━━ Records provided

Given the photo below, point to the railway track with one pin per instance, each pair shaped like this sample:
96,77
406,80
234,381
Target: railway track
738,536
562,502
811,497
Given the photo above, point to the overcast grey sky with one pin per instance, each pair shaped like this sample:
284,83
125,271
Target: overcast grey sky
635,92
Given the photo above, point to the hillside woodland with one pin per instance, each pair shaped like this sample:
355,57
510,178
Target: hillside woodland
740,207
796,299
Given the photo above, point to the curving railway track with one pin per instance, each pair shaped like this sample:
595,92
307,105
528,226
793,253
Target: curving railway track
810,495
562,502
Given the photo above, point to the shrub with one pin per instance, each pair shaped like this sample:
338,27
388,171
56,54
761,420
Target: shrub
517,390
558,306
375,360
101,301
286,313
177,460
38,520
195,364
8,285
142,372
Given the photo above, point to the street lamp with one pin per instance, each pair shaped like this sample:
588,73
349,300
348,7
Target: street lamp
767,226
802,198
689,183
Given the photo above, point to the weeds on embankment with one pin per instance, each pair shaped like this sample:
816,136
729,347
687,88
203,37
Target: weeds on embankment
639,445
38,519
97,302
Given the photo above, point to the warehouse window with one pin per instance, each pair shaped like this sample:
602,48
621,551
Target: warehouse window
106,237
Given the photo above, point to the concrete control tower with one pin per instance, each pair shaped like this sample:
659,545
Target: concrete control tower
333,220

━━━━
━━ Records provided

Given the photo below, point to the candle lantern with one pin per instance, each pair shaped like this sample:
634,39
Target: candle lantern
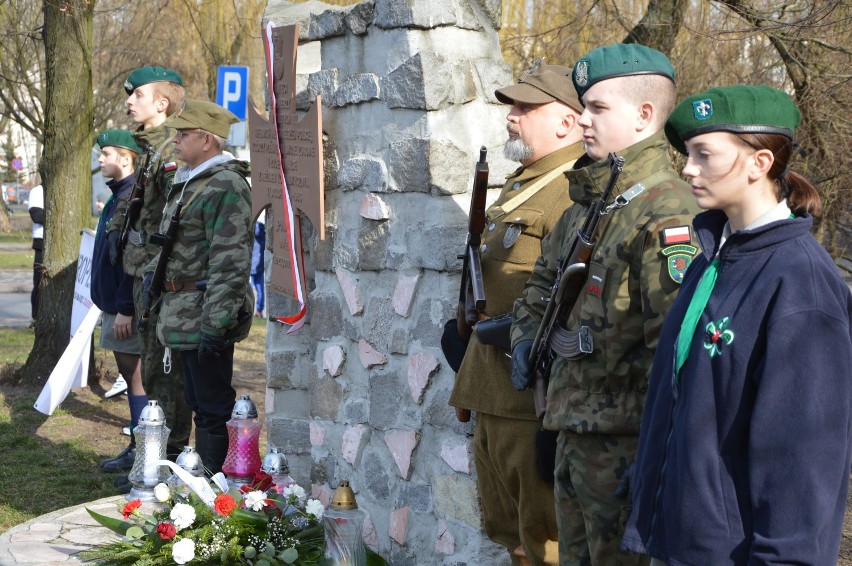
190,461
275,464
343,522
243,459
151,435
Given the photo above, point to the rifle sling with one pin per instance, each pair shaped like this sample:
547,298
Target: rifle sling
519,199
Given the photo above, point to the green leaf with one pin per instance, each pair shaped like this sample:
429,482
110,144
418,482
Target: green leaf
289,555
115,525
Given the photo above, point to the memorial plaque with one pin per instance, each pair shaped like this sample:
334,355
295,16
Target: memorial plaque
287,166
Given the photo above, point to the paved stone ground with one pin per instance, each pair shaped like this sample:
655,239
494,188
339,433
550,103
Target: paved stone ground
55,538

━━━━
━━ Records provided

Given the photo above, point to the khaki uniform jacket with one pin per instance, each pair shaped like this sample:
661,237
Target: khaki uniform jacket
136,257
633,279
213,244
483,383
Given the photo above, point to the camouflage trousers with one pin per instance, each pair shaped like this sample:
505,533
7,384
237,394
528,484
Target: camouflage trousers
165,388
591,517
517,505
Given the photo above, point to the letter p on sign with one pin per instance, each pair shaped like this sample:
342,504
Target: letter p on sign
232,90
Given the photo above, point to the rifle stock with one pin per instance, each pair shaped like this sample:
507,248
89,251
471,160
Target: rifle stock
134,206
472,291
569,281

━━━━

• [Job] Find each line in the items above that contains the string "plaque" and copy those lines in full. Treat uppercase and lowercase letters as different.

• [Answer for this exercise]
Given the photo above, point to the memorial plaque with one pin per instance, each pair shaped like this sample:
Target: memorial plaque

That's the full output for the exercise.